= EXERCISE GOAL =
How many lines in the records contain the string "cloud"? Matching is case-sensitive, and the reply should be the number alone.

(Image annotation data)

# # # # #

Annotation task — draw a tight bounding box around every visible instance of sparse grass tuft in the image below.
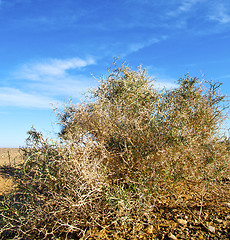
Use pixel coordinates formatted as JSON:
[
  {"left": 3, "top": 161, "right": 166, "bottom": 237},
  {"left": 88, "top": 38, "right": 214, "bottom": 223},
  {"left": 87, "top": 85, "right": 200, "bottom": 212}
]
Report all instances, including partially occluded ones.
[{"left": 0, "top": 62, "right": 230, "bottom": 239}]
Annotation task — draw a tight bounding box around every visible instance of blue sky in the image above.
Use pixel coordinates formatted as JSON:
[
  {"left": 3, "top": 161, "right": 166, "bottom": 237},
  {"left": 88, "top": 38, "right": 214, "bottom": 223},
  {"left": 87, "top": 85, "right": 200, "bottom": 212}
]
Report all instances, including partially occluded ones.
[{"left": 0, "top": 0, "right": 230, "bottom": 147}]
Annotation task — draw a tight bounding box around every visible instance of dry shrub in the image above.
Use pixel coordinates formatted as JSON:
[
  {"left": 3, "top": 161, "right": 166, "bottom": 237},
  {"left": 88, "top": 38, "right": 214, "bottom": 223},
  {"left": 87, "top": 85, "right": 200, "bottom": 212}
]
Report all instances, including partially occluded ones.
[{"left": 0, "top": 61, "right": 229, "bottom": 239}]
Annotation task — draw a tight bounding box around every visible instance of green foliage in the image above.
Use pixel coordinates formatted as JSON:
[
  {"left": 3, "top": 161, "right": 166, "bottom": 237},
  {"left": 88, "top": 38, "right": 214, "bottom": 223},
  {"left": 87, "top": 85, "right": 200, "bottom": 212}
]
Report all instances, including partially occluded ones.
[{"left": 0, "top": 61, "right": 229, "bottom": 239}]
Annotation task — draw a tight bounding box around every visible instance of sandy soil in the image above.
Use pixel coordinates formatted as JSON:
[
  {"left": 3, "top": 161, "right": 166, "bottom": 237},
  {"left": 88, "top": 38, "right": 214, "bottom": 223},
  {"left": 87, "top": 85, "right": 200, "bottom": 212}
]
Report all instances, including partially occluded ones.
[{"left": 0, "top": 148, "right": 22, "bottom": 195}]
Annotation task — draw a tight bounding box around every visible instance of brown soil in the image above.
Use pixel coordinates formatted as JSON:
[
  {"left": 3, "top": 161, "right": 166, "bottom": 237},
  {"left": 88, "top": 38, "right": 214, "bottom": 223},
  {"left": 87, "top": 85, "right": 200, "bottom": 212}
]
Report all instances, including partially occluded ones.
[{"left": 0, "top": 148, "right": 22, "bottom": 195}]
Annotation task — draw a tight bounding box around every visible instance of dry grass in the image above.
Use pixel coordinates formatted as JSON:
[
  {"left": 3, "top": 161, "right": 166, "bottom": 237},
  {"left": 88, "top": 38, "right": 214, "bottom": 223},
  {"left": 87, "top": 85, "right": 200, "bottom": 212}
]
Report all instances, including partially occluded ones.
[
  {"left": 0, "top": 148, "right": 22, "bottom": 195},
  {"left": 0, "top": 62, "right": 230, "bottom": 239}
]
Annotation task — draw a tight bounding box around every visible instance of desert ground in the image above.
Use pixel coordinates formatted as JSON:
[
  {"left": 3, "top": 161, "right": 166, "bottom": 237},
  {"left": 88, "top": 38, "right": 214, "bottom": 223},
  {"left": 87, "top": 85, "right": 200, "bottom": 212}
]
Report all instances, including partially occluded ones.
[{"left": 0, "top": 148, "right": 22, "bottom": 195}]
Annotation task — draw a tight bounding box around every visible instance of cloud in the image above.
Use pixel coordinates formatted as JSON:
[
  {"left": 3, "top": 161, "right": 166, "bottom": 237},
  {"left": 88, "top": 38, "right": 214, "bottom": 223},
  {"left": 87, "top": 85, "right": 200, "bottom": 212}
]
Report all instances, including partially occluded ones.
[
  {"left": 0, "top": 87, "right": 55, "bottom": 109},
  {"left": 167, "top": 0, "right": 202, "bottom": 16},
  {"left": 4, "top": 58, "right": 95, "bottom": 108},
  {"left": 17, "top": 58, "right": 95, "bottom": 81}
]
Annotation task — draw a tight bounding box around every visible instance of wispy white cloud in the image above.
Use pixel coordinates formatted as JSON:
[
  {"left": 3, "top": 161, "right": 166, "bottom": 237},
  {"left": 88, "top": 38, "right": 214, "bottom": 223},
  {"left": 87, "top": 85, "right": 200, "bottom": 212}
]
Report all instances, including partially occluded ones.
[
  {"left": 17, "top": 58, "right": 95, "bottom": 81},
  {"left": 0, "top": 58, "right": 95, "bottom": 109},
  {"left": 0, "top": 87, "right": 55, "bottom": 109},
  {"left": 168, "top": 0, "right": 202, "bottom": 16}
]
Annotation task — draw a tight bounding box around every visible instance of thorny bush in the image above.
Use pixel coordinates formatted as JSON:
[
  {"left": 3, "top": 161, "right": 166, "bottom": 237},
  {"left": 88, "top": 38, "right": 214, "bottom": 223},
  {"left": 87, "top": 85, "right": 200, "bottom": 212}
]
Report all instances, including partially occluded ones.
[{"left": 0, "top": 64, "right": 229, "bottom": 239}]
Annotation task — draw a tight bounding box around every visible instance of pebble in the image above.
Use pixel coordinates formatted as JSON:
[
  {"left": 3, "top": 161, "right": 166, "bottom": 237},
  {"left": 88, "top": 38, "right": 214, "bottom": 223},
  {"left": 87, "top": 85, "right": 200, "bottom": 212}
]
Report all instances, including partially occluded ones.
[
  {"left": 168, "top": 233, "right": 177, "bottom": 240},
  {"left": 223, "top": 202, "right": 230, "bottom": 208},
  {"left": 207, "top": 226, "right": 216, "bottom": 233},
  {"left": 177, "top": 219, "right": 188, "bottom": 225}
]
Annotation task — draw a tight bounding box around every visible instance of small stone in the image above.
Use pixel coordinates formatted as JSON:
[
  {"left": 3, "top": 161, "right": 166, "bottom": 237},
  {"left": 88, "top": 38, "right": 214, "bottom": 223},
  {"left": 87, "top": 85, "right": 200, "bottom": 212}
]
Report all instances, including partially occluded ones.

# # # # #

= COMPLETE RESPONSE =
2